Dataset items
*-*-*

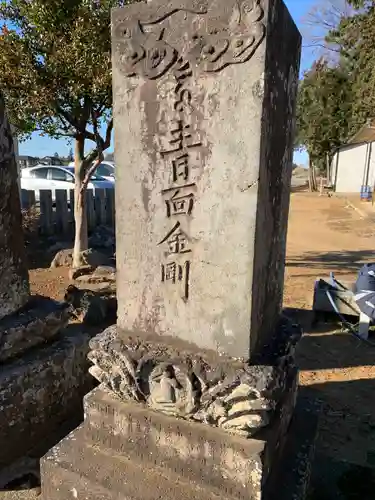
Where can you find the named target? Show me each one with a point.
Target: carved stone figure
(145, 48)
(184, 382)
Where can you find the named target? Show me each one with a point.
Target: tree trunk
(312, 177)
(80, 214)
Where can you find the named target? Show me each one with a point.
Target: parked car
(105, 169)
(43, 177)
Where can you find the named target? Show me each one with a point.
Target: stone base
(128, 451)
(40, 391)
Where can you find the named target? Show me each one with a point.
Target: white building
(353, 165)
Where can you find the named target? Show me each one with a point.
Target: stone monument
(39, 367)
(198, 381)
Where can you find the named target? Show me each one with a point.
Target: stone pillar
(204, 95)
(14, 280)
(198, 381)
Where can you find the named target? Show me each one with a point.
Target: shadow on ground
(337, 369)
(347, 261)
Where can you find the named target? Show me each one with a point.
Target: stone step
(75, 469)
(193, 450)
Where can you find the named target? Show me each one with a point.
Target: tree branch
(96, 156)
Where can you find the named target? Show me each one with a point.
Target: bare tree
(324, 16)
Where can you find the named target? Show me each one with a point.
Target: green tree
(55, 71)
(323, 112)
(355, 35)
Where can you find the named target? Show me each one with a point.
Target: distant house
(353, 165)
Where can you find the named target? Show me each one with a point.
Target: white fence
(58, 217)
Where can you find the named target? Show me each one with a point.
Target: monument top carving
(216, 35)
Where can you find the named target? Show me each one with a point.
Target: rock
(101, 274)
(105, 271)
(88, 306)
(59, 245)
(38, 322)
(102, 237)
(80, 271)
(90, 257)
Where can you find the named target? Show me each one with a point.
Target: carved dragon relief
(225, 393)
(144, 49)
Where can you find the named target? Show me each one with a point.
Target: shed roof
(365, 134)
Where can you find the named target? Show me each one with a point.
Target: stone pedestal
(139, 442)
(198, 381)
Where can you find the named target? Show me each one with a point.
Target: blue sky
(43, 146)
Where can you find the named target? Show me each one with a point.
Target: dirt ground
(325, 234)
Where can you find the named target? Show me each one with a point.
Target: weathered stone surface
(14, 281)
(90, 257)
(102, 237)
(120, 440)
(77, 272)
(40, 391)
(101, 274)
(76, 469)
(37, 322)
(90, 307)
(176, 378)
(204, 96)
(235, 465)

*-*-*

_Required task_
Are you able to set down all the lines above exactly, without any pictures?

_Answer to this problem_
Where can you find the named target? Show me each one with a point.
Target: carved stone figure
(145, 48)
(184, 382)
Where can you find the named target? Show me each one with a point.
Target: tree trunk
(312, 177)
(80, 214)
Where can you find the named target? Show me each one with a point.
Target: parked car
(105, 169)
(43, 177)
Where can you find the named target? Show me each one with a point.
Target: stone base
(128, 451)
(40, 391)
Where can you find the named target? Show me each one with a point.
Target: white building
(353, 165)
Where can you find the named target? Show me each one with a point.
Target: stone monument
(39, 367)
(198, 381)
Where can you find the named target? Show me each one with a point.
Target: stone pillar
(204, 95)
(14, 280)
(198, 381)
Where can you find the named target? Show me each one with a point.
Target: shadow on ground
(337, 369)
(347, 261)
Where can you find the named target? Show me each one with a point.
Target: stone step
(75, 469)
(193, 450)
Where can you find the named target? Show me each one with a point.
Target: tree branch
(96, 156)
Where can you find the named target? Show me each one with a point.
Target: bare tree
(324, 16)
Where can you find the named target? Show me each one with a point.
Target: green tree
(55, 71)
(323, 112)
(355, 35)
Where can you find the named target? Show me each one with a point.
Target: distant house
(353, 165)
Where can you find the named target? Show me each one with a point.
Target: white fence
(58, 217)
Where can you find the named target? Show me each one with a point.
Target: monument top carving
(216, 35)
Where can you find the named target? Show me each one with a point.
Target: rock
(101, 274)
(105, 271)
(88, 306)
(59, 245)
(38, 322)
(102, 237)
(80, 271)
(90, 257)
Where can you find the named target? Show me each one with a point.
Target: carved dragon relief
(225, 393)
(144, 49)
Where can you find the named target? Show me each one with a point.
Target: shed roof
(365, 134)
Where can you find the named target? Show me each one with a point.
Target: stone pedestal
(139, 442)
(198, 381)
Where can you find the named target? Show me each one with a point.
Target: blue sky
(43, 146)
Where can you find the named target? Show me each one with a point.
Target: dirt ground
(325, 234)
Where can you find the named target? Show me each one with a point.
Target: weathered stone surface
(14, 281)
(90, 257)
(102, 237)
(120, 440)
(77, 272)
(40, 391)
(101, 274)
(76, 469)
(37, 322)
(90, 307)
(176, 378)
(204, 96)
(235, 465)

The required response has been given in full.